▶ [Work order]: Please set down the data word for word; images do not go in the copy.

Items from a dataset
──────

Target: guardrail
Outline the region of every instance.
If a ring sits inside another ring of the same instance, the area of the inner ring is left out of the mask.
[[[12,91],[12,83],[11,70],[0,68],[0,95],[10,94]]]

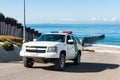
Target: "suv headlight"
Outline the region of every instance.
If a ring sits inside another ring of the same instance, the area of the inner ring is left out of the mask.
[[[57,53],[58,48],[57,47],[48,47],[47,52],[56,52]]]
[[[23,50],[23,51],[24,51],[25,49],[26,49],[26,47],[23,45],[21,50]]]

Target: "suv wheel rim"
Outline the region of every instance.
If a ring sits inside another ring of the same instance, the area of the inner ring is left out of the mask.
[[[80,56],[79,56],[79,54],[78,54],[78,63],[80,63]]]
[[[63,68],[65,65],[65,58],[64,55],[61,55],[61,63],[60,63],[60,67]]]
[[[33,61],[31,61],[31,62],[28,62],[28,65],[33,65],[33,63],[34,63]]]

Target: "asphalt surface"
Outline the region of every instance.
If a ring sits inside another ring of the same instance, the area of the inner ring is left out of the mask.
[[[64,71],[53,64],[25,68],[22,62],[0,63],[0,80],[120,80],[120,54],[83,53],[81,64],[67,62]]]

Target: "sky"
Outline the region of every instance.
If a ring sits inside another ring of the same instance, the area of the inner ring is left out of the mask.
[[[0,12],[23,23],[24,0],[0,0]],[[120,0],[26,0],[27,24],[119,24]]]

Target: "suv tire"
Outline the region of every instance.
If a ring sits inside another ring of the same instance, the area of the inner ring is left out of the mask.
[[[78,52],[77,57],[74,59],[74,64],[78,65],[80,63],[80,60],[81,60],[81,53]]]
[[[55,69],[62,71],[65,66],[65,55],[61,54],[59,59],[55,60]]]
[[[23,64],[27,68],[32,68],[34,61],[31,58],[23,57]]]

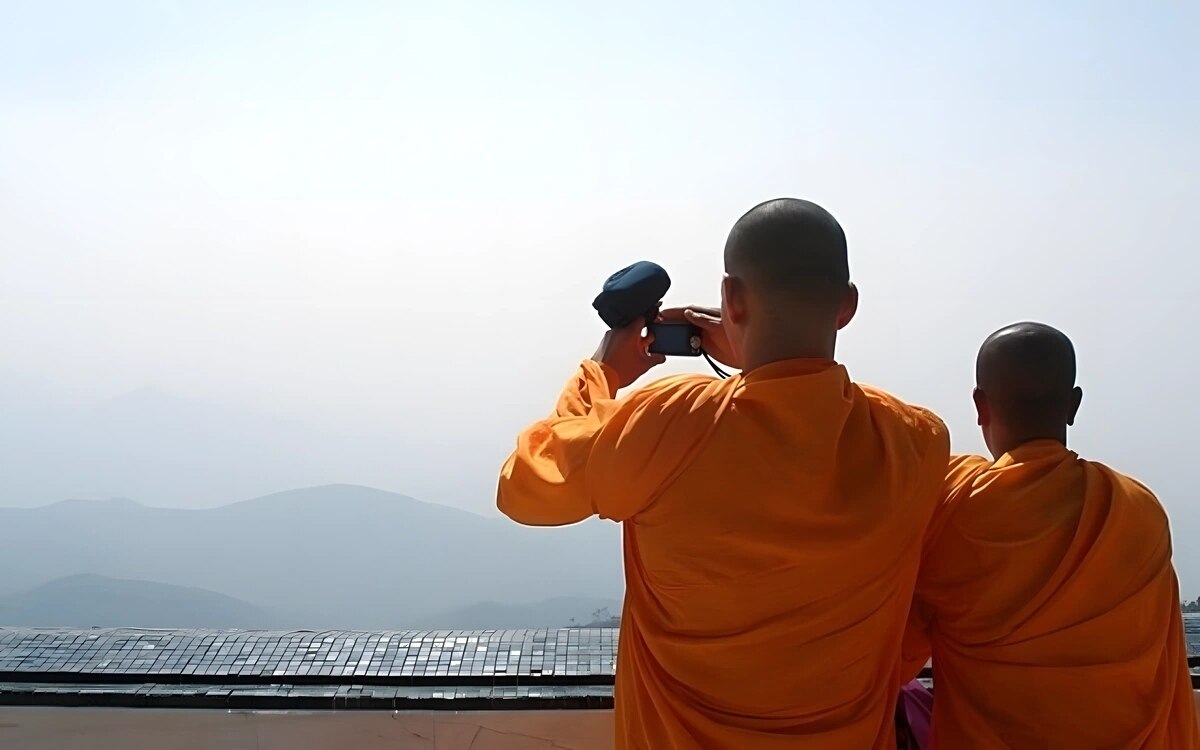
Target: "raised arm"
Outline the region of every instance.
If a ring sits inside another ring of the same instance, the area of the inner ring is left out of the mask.
[[[638,320],[606,333],[596,354],[579,366],[559,395],[554,413],[517,437],[517,449],[500,471],[500,512],[530,526],[562,526],[606,515],[588,492],[585,470],[601,430],[620,409],[617,389],[664,360],[649,353],[642,327]]]
[[[652,383],[617,400],[662,361],[635,329],[611,331],[580,365],[550,417],[517,438],[500,472],[496,504],[530,526],[599,515],[615,521],[647,507],[704,443],[736,384],[692,375]]]
[[[563,389],[554,414],[517,437],[517,449],[500,471],[496,505],[501,513],[530,526],[562,526],[600,512],[588,496],[584,471],[604,414],[615,403],[615,380],[611,369],[585,361]]]

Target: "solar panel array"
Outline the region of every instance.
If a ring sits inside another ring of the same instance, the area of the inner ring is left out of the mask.
[[[611,683],[615,628],[439,631],[0,629],[0,674]]]

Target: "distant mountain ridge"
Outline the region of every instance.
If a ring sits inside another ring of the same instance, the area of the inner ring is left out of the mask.
[[[616,600],[576,597],[528,604],[480,602],[410,625],[429,630],[567,627],[619,608]],[[0,627],[274,630],[305,624],[296,615],[270,612],[207,589],[86,573],[0,597]]]
[[[89,574],[0,597],[0,626],[269,629],[283,623],[213,591]]]
[[[0,508],[0,596],[81,572],[220,592],[314,628],[403,629],[482,602],[623,591],[615,524],[527,528],[357,485],[206,510]]]

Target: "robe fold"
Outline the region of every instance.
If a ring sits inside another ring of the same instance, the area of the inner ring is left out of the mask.
[[[1167,516],[1038,440],[956,457],[905,638],[934,748],[1200,747]]]
[[[624,522],[618,747],[894,748],[945,426],[828,360],[615,390],[584,362],[498,506]]]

──────

▶ [Exercise result]:
Target: guardrail
Outline the region of every instance.
If a ring sits inside another ring of the same instance, the area of the inner ring is left out of the mask.
[[[12,91],[12,83],[11,70],[0,68],[0,95],[10,94]]]

Target: "suv headlight"
Outline the region of every instance.
If a ring sits inside another ring of the same instance, the area of the inner ring is left out of the mask.
[[[57,53],[58,48],[57,47],[48,47],[47,52],[56,52]]]
[[[23,50],[23,51],[24,51],[25,49],[26,49],[26,47],[23,45],[21,50]]]

Target: "suv wheel rim"
Outline the region of every instance.
If a ring sits inside another ring of the same instance, the area of the inner ring is left out of the mask.
[[[80,56],[79,56],[79,54],[78,54],[78,63],[80,63]]]
[[[63,68],[65,65],[65,58],[64,55],[61,55],[61,63],[60,63],[60,67]]]
[[[33,61],[31,61],[31,62],[28,62],[28,65],[33,65],[33,63],[34,63]]]

Target: "asphalt surface"
Outline the region of every instance.
If a ring sits inside another ring of the same instance, the area of the inner ring is left out of the mask.
[[[64,71],[53,64],[25,68],[22,62],[0,63],[0,80],[120,80],[120,54],[83,53],[81,64],[67,62]]]

Target: "sky"
Outline the region of every instance.
If a ring sits inside another ring of the same instance, the area of the inner ring is left out of the mask.
[[[0,12],[23,23],[24,0],[0,0]],[[120,0],[26,0],[27,24],[119,24]]]

Target: "suv tire"
Outline the region of every instance.
If a ring sits inside another ring of the same instance, the area of the inner ring is left out of the mask.
[[[78,52],[77,57],[74,59],[74,64],[78,65],[80,63],[80,60],[81,60],[81,53]]]
[[[55,69],[62,71],[65,66],[65,55],[61,54],[59,59],[55,60]]]
[[[23,64],[27,68],[32,68],[34,61],[31,58],[23,57]]]

Target: "raised arm"
Outline the region of every instance.
If a ring sits inside another ring of the same instance, the area of the inner ring is left out of the mask.
[[[638,320],[606,333],[596,354],[579,366],[559,395],[554,413],[517,437],[517,449],[500,471],[500,512],[530,526],[562,526],[606,515],[588,492],[585,470],[601,430],[620,409],[617,389],[664,360],[649,353],[642,327]]]
[[[652,383],[617,400],[662,361],[635,329],[611,331],[580,365],[550,417],[517,438],[500,472],[496,504],[530,526],[599,515],[615,521],[647,507],[704,443],[736,384],[692,375]]]
[[[563,389],[554,414],[517,437],[517,449],[500,471],[496,505],[501,513],[530,526],[562,526],[600,512],[588,496],[584,471],[604,414],[615,403],[615,380],[611,369],[585,361]]]

Target: "solar panel array"
Outline the region of every instance.
If a ring sits inside another ring of the same instance, the area of the inner ring is left out of the mask.
[[[611,683],[615,628],[439,631],[0,629],[0,674]]]

Target: "distant mountain ridge"
Outline the region of every instance.
If a ring sits inside another ring of the same instance, the area of the inner ring is left out of the mask.
[[[616,600],[576,597],[528,604],[480,602],[410,625],[429,630],[567,627],[619,608]],[[0,627],[274,630],[305,624],[296,615],[270,612],[207,589],[86,573],[0,597]]]
[[[89,574],[0,597],[0,626],[269,629],[283,623],[213,591]]]
[[[0,508],[0,596],[81,572],[220,592],[314,628],[403,629],[482,602],[623,591],[615,524],[527,528],[357,485],[206,510]]]

Target: "robe fold"
Outline the region of every instance.
If a ring sits inside another ring of the same instance, the area of the inner ring is left out of the mask.
[[[1167,516],[1038,440],[956,457],[905,638],[934,748],[1200,747]]]
[[[624,522],[618,747],[894,748],[945,426],[828,360],[615,390],[584,362],[498,506]]]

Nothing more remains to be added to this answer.